---------- ВЫБРАННЫЙ ФРАГМЕНТ

Если говорить о Восточной Европе — везде есть один и тот же феномен. Люди как бы вычеркивают из своей истории и жизни коммунистический период и возвращаются к последнему дню перед ним. А это, по большей части, очень националистические режимы. Миклош Хорти в Венгрии, польское правительство было крайне националистическом, железная гвардия в Румынии. Всюду ты встречаешь довольно сильный национализм перед коммунизмом.

— В связи с этим вопрос. Возможен ли такой сценарий, при котором эта интеграция пройдет успешно? И возможен ли вариант русского национализма, который устремлен в будущее?

— Сценарий с интеграцией коммунизма и русского национализма возможен. Но что касается будущего — нет. Поскольку никакой национализм в нынешней ситуации не устремлен в будущее. Весь национализм сейчас носит дефенсивный, оборонительный характер — без каких-то позитивных ценностей, весь он действует через отрицание. Он весь напоминает бывший еврейский национализм. Мне кажется, русский национализм будет таким же. Он потихоньку теряет свои мессианские черты и так далее. Интеграция коммунизма в русский национализм означает интеграцию коммунизма в консервативную систему ценностей. Консервативная система ценностей — это оборонительная система ценностей.

--------------------
---------- ЗАПИСАННЫЕ ДАННЫЕ

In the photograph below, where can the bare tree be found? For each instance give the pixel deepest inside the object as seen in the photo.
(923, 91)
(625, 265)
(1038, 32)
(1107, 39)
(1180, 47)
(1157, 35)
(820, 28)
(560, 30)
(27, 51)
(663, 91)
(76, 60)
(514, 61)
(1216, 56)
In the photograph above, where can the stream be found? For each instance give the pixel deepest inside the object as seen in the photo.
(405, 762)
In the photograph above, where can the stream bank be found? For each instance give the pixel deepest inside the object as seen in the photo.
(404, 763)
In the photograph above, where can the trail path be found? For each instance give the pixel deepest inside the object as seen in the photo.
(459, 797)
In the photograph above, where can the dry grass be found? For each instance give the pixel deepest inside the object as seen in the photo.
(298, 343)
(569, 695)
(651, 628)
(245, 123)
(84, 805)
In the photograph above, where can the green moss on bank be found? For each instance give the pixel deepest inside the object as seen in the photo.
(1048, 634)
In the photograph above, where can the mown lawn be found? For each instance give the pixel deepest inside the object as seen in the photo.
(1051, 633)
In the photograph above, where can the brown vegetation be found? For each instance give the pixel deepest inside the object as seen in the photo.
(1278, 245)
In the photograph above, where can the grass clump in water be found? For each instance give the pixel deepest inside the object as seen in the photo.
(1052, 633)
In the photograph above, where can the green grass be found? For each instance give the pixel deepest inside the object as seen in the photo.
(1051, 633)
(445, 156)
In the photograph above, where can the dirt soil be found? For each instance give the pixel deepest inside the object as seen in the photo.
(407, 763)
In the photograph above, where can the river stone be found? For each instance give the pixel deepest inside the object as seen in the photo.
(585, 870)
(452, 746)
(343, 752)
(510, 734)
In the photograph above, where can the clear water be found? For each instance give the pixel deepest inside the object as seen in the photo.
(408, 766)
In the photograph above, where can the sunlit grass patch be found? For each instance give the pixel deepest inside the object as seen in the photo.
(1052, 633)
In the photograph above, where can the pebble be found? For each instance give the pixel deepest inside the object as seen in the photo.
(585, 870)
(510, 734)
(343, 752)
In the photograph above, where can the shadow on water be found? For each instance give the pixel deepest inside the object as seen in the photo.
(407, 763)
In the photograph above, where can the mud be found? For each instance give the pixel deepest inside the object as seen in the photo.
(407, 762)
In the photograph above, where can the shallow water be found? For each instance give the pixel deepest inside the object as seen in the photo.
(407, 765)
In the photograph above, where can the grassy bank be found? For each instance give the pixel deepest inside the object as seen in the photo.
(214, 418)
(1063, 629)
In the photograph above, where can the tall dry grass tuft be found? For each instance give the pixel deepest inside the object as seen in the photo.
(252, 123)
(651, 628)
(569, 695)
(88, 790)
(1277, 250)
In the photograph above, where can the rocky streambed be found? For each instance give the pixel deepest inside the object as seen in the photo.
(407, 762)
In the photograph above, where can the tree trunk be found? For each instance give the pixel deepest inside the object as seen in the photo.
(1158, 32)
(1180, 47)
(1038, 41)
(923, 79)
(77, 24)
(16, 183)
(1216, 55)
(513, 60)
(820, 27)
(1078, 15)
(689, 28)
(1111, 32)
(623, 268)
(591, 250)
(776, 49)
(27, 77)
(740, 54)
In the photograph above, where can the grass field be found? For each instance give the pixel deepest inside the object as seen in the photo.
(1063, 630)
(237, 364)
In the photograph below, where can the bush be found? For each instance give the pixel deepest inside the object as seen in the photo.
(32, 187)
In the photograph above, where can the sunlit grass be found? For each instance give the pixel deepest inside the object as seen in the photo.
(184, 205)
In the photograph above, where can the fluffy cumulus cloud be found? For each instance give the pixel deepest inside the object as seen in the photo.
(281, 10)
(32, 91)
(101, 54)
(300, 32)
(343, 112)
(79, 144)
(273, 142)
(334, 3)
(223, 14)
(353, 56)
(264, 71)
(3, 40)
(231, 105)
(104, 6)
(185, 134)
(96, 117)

--------------------

ЧТО НУЖНО СДЕЛАТЬ:
A. Перескажите короче абзац фрагмента, который начинается словами «Сценарий с интеграцией коммунизма». Сохраните его основные утверждения.
B. Ответьте по фрагменту на вопросы, ответы пометьте так же:
(i) Кто упомянут в связи с Венгрией?
(ii) Что названо в связи с Румынией?
(iii) На какой национализм, по словам отвечающего, похож весь нынешний национализм?
Перечень никак не связан с содержанием фрагмента.

ОТВЕТЫ ПО ПОРЯДКУ:
A. Интеграция коммунизма и русского национализма возможна, но национализма, устремленного в будущее, сейчас нет. Весь нынешний национализм оборонительный: он лишен позитивных ценностей, действует через отрицание и напоминает бывший еврейский национализм. Русский национализм, по мнению отвечающего, будет таким же и постепенно теряет мессианские черты. Встроить коммунизм в русский национализм значит встроить его в консервативную систему ценностей, а она оборонительная.

B.
(i) Миклош Хорти.
(ii) Железная гвардия.
(iii) На бывший еврейский национализм.